Your task →
Which lines of the material below contain the word "window"? Show each of them in full.

********

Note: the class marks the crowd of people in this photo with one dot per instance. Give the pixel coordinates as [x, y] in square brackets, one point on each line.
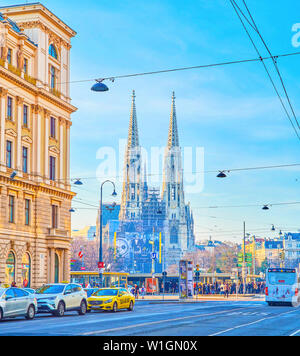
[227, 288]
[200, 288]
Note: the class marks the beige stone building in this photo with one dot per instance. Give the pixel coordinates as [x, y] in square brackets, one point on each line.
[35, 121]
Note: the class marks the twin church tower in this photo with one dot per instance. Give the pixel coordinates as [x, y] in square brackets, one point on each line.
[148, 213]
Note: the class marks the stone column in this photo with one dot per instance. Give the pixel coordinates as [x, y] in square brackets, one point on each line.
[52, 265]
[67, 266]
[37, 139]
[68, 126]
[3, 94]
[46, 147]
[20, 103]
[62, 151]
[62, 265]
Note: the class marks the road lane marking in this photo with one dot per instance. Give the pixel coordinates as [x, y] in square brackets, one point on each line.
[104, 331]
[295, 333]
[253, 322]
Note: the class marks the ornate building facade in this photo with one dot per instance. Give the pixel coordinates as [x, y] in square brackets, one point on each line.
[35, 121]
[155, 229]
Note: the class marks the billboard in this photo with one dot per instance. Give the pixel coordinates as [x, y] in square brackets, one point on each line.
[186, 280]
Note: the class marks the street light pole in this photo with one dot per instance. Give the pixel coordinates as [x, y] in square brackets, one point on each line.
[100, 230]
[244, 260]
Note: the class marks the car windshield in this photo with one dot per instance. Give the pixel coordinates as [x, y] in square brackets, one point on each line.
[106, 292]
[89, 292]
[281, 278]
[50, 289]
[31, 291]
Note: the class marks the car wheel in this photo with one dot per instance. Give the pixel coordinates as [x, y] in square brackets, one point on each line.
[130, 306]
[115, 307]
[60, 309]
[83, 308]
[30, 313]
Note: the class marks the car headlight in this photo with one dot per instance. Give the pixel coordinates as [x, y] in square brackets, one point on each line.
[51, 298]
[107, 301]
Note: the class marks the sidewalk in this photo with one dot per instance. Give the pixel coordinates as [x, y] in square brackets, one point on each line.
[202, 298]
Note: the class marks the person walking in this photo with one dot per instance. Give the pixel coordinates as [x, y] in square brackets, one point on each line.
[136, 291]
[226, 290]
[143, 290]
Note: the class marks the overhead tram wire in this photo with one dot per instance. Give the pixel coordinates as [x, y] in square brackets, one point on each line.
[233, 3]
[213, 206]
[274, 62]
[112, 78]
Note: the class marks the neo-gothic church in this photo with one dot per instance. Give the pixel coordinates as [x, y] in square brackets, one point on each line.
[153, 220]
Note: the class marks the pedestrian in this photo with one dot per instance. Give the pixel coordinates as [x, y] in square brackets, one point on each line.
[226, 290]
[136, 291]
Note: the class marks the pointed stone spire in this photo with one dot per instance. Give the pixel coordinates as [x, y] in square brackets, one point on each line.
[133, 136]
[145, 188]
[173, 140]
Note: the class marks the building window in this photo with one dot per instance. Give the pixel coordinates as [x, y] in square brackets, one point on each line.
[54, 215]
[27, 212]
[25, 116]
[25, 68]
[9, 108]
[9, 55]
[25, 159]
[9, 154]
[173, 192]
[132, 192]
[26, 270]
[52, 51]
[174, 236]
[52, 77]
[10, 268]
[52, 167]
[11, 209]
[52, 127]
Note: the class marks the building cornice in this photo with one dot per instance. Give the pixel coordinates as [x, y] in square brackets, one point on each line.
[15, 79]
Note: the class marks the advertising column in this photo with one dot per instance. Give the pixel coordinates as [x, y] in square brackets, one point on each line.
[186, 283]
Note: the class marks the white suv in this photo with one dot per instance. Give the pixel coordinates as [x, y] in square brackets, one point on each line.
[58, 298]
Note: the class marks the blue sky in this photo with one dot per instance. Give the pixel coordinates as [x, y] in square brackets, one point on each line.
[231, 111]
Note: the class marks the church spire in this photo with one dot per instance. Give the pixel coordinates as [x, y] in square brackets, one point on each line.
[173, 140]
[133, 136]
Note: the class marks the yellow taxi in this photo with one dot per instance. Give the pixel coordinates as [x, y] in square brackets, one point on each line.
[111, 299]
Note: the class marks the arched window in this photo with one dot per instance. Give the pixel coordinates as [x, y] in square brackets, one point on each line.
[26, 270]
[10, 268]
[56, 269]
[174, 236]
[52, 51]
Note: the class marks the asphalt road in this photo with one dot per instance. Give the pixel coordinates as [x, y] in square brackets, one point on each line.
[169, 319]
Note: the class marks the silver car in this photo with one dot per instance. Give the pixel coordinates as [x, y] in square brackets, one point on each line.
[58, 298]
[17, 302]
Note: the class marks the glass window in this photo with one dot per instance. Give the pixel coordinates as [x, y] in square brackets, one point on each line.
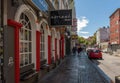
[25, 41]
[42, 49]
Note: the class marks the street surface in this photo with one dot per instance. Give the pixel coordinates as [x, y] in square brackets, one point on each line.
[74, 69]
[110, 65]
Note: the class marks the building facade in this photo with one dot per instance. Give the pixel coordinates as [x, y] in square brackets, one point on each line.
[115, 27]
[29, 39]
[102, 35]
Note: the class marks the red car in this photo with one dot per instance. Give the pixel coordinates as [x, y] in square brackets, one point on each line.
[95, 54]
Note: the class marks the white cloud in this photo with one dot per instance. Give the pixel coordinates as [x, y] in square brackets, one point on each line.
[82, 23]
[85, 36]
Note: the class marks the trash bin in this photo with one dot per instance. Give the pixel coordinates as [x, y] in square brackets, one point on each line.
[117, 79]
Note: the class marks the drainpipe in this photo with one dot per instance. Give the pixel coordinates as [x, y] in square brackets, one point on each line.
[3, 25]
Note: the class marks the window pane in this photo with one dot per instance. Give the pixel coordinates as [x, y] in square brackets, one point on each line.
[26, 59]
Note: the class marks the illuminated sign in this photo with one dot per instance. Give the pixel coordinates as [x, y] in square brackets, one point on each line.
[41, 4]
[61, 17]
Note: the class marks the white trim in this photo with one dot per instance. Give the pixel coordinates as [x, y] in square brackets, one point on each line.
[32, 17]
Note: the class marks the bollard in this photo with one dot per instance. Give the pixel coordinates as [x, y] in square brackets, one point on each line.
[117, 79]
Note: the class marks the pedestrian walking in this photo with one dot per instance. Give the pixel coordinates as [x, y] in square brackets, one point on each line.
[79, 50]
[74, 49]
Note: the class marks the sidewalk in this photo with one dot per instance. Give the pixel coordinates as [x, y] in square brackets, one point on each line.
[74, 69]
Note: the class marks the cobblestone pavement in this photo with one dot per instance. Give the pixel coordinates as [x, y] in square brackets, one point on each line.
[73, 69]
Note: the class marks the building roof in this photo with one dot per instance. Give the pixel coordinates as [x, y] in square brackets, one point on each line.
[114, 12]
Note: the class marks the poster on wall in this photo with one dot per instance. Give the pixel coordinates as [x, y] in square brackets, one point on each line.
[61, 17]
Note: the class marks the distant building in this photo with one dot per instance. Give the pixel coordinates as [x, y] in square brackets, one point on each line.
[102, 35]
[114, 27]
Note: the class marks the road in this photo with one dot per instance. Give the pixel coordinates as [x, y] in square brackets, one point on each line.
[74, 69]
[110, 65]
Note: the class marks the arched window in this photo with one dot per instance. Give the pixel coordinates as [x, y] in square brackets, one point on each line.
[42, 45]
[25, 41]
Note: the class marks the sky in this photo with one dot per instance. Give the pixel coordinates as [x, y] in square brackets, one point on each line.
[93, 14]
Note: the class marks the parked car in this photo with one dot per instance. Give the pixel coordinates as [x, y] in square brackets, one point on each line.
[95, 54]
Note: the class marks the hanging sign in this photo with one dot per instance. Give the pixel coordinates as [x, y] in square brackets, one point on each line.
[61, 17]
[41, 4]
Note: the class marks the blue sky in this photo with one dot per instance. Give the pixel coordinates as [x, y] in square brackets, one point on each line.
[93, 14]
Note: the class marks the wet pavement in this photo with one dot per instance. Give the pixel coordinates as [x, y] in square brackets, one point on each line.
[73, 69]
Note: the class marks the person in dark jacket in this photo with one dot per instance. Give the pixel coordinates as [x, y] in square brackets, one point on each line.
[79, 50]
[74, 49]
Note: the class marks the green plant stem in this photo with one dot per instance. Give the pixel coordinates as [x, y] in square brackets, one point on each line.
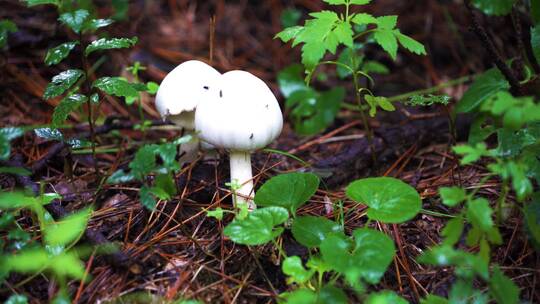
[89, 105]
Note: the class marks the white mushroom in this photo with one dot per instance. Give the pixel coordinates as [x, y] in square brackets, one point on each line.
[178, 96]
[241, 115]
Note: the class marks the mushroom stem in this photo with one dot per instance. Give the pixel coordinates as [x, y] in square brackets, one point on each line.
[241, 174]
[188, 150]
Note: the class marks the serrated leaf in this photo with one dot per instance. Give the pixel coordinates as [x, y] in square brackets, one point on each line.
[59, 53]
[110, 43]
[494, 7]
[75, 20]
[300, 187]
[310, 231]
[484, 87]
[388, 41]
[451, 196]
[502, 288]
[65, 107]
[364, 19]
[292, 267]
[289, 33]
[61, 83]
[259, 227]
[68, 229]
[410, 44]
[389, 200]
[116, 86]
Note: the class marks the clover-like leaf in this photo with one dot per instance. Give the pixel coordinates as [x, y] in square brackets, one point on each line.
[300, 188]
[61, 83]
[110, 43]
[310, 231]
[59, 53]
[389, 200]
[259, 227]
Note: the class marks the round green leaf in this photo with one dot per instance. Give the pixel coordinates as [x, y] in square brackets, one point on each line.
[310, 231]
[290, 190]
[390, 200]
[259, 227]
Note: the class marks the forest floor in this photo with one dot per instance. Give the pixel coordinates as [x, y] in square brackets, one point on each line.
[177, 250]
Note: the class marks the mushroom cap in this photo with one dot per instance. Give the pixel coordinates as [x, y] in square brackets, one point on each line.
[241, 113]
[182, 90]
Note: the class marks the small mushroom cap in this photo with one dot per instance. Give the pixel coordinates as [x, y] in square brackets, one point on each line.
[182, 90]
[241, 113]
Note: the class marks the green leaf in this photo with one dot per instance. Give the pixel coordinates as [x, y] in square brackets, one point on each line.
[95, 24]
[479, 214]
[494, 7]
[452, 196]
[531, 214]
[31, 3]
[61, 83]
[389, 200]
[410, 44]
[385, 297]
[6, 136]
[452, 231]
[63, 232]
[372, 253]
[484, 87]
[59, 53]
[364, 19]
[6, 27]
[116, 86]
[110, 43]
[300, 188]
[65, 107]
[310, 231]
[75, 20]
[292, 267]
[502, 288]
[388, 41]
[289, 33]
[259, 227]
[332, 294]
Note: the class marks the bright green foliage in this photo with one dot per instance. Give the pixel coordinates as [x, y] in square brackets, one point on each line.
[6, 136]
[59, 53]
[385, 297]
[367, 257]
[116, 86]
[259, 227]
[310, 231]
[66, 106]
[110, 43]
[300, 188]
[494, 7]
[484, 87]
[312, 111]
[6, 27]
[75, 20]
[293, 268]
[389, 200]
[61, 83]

********

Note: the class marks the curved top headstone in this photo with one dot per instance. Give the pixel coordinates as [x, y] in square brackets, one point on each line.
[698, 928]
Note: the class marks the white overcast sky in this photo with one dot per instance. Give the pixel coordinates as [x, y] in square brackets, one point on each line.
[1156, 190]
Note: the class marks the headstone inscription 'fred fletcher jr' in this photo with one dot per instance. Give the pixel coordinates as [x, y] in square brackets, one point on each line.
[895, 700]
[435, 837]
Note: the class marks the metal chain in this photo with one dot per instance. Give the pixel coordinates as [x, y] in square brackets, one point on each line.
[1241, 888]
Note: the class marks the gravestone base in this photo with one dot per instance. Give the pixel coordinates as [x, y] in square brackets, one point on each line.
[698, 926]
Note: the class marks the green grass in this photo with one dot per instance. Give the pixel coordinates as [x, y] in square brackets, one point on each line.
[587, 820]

********

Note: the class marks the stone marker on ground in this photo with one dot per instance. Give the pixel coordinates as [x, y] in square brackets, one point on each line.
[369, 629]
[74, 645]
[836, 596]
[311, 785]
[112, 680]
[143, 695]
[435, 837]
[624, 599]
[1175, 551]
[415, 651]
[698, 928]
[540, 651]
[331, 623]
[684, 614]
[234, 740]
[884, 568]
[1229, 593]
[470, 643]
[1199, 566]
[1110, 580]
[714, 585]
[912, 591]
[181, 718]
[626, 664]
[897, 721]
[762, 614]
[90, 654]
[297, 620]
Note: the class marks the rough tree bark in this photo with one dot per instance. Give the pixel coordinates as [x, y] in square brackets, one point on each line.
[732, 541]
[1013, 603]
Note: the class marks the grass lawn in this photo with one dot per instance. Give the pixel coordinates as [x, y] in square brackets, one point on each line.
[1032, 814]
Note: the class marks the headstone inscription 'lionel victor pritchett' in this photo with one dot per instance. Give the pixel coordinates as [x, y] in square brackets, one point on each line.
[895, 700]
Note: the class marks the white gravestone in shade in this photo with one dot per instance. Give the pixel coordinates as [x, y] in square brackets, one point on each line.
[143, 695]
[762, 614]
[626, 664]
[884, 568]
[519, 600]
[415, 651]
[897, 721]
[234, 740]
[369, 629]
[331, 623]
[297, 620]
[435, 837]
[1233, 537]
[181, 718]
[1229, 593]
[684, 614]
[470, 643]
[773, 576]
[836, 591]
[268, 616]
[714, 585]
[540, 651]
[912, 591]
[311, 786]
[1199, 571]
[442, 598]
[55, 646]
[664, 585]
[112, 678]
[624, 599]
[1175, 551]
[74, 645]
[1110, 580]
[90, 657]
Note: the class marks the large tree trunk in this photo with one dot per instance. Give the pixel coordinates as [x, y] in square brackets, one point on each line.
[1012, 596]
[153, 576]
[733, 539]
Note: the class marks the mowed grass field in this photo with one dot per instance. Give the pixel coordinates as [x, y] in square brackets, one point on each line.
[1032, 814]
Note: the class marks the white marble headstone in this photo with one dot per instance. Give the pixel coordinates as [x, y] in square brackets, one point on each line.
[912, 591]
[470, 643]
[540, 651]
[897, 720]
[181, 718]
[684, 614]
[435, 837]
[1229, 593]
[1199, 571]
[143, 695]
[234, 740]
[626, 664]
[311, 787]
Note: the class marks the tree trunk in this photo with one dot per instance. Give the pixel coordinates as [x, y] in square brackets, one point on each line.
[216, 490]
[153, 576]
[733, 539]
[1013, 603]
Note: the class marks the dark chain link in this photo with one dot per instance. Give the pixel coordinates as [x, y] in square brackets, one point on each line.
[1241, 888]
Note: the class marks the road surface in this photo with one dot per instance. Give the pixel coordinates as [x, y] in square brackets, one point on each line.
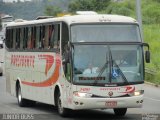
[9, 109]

********

Result of the exercise →
Note: the class marks the building window in this photo with one dot per instance. Give the pixel coordinates as [x, y] in square brackets, one point on each line.
Note: the class marks the arched window in this photo with one dot per instance. Give the pixel coordinates as [x, y] in square brackets, one point on each line.
Note: the class marks the glass window in this photo with one dot per instance. Give the pixel coordinates as [x, y] in square brackets, one point on each line.
Note: the class marks the window pane in this photo with one dot per instance. Give the pixel coordinates as [x, y] in square brackets, one point on each line.
Note: the class marks the arched window in this photo with one dot per instance. Give the pixel coordinates as [x, y] in square brackets, one point on each line.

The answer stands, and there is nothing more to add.